■ **原文**
多嚢胞性卵巣(PCO)は月経不順をもたらす排卵障害の原因として最も多い卵巣の状態です。排卵障害に肥満、多毛などの症状が加わると多嚢胞性卵巣症候群(PCOS)と呼ばれる病態となります。原因は卵巣内の男性ホルモンの代謝異常とされ、インスリン抵抗性という糖代謝異常(糖尿病)とも関連しています。排卵されない卵胞が卵巣内にとどまるので、超音波検査では袋状になった多くの卵胞が見えるために多嚢胞性卵巣症候群と呼ばれます。多嚢胞性卵巣症候群は治療しなければすぐに死につながるような病気ではなく、軽症なら自然妊娠する可能性もありますが、不妊で苦しんでいる人や、月経不順や多毛などの症状で悩んでいる人は積極的な治療をお勧めします。

 

PCOの原因

多嚢胞性卵巣症候群の原因は、はっきりと解明されたわけではありませんが、排卵に関わるいくつかのホルモンバランスの崩れにあるという説が有力です。卵胞の成長と排卵は、脳内の下垂体から分泌されるLH(黄体形成ホルモン)とFSH(卵胞刺激ホルモン)によってもたらされますが、LHが過剰に分泌され、FSHより優位になってしまうと、排卵がうまく行われなくなります。また膵臓からはインスリンという血糖を下げるホルモンが分泌されます。PCOSの方ではこのインスリンの効きが悪くなっている場合があります(インスリン抵抗性)。効きが悪くなると、分泌量を増やしてカバーしようとします。ところがインスリンにはアンドロゲンの産生を促進する作用もあり、結果として排卵を妨げる作用をもつアンドロゲンも増えてしまいます。肥満などによって血糖を下げるホルモンであるインスリンが過剰な状態(高インスリン血症)が続くと更に病態を悪化させます。以上のことから、多嚢胞性卵巣症候群の患者には、多毛などの男性化症状やインスリンが効きにくい体質の肥満が多くみられるとされています。

■ **データ抜粋**
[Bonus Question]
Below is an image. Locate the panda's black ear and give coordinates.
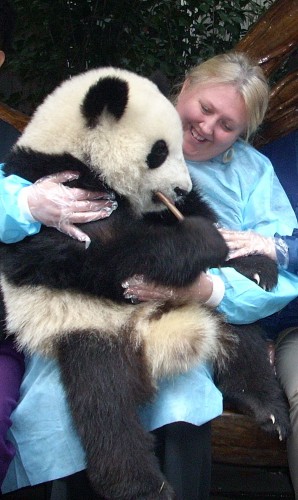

■ **課題 A**
原文によると、卵胞の成長と排卵をもたらすのは何ですか。
■ **課題 B**
原文の「多嚢胞性卵巣(PCO)は月経」から「積極的な治療をお勧めします。」までの部分を、「排卵障害」を「排卵の異常」に入れ替えて書き直してください。
■ **課題 C**
原文で固有の名称を挙げて述べられているホルモンをすべて挙げてください。

■ **回答 A**
脳内の下垂体から分泌されるLH(黄体形成ホルモン)とFSH(卵胞刺激ホルモン)です。

■ **回答 B**
多嚢胞性卵巣(PCO)は月経不順をもたらす排卵の異常の原因として最も多い卵巣の状態です。排卵の異常に肥満、多毛などの症状が加わると多嚢胞性卵巣症候群(PCOS)と呼ばれる病態となります。原因は卵巣内の男性ホルモンの代謝異常とされ、インスリン抵抗性という糖代謝異常(糖尿病)とも関連しています。排卵されない卵胞が卵巣内にとどまるので、超音波検査では袋状になった多くの卵胞が見えるために多嚢胞性卵巣症候群と呼ばれます。多嚢胞性卵巣症候群は治療しなければすぐに死につながるような病気ではなく、軽症なら自然妊娠する可能性もありますが、不妊で苦しんでいる人や、月経不順や多毛などの症状で悩んでいる人は積極的な治療をお勧めします。

■ **回答 C**
LH(黄体形成ホルモン)
FSH(卵胞刺激ホルモン)
インスリン
アンドロゲン